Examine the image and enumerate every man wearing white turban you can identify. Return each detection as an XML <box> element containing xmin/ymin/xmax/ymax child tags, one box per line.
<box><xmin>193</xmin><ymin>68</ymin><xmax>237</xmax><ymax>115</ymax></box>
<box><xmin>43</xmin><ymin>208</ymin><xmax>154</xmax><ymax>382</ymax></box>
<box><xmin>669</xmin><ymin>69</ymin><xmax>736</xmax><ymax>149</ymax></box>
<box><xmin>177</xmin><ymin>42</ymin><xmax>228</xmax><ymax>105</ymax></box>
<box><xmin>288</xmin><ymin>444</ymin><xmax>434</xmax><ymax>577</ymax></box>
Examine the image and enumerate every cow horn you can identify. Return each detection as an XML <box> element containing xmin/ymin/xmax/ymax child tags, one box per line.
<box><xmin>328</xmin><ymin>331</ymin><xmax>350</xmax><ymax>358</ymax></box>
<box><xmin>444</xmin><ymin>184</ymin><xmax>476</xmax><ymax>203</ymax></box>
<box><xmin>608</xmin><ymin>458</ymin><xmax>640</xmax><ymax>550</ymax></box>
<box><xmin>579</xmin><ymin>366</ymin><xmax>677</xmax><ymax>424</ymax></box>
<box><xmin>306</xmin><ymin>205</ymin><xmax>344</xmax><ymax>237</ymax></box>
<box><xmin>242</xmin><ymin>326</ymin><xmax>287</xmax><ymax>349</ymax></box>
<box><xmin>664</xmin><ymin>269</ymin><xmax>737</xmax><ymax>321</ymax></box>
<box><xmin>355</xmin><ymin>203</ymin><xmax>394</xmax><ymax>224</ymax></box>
--- --- ---
• **How to complete this task**: Look for the line with "Examine the image and enumerate every cow" in the listing above. Print it and each later line exactly, ending with the last line.

• **Solution for this task**:
Examine the image and enumerate every cow horn you can identify. Return each detection as an XML <box> element containing xmin/ymin/xmax/ymax child tags, one box per line.
<box><xmin>328</xmin><ymin>331</ymin><xmax>350</xmax><ymax>358</ymax></box>
<box><xmin>444</xmin><ymin>184</ymin><xmax>476</xmax><ymax>203</ymax></box>
<box><xmin>608</xmin><ymin>458</ymin><xmax>640</xmax><ymax>550</ymax></box>
<box><xmin>579</xmin><ymin>366</ymin><xmax>677</xmax><ymax>424</ymax></box>
<box><xmin>306</xmin><ymin>205</ymin><xmax>344</xmax><ymax>237</ymax></box>
<box><xmin>242</xmin><ymin>326</ymin><xmax>287</xmax><ymax>349</ymax></box>
<box><xmin>664</xmin><ymin>269</ymin><xmax>737</xmax><ymax>321</ymax></box>
<box><xmin>355</xmin><ymin>203</ymin><xmax>394</xmax><ymax>224</ymax></box>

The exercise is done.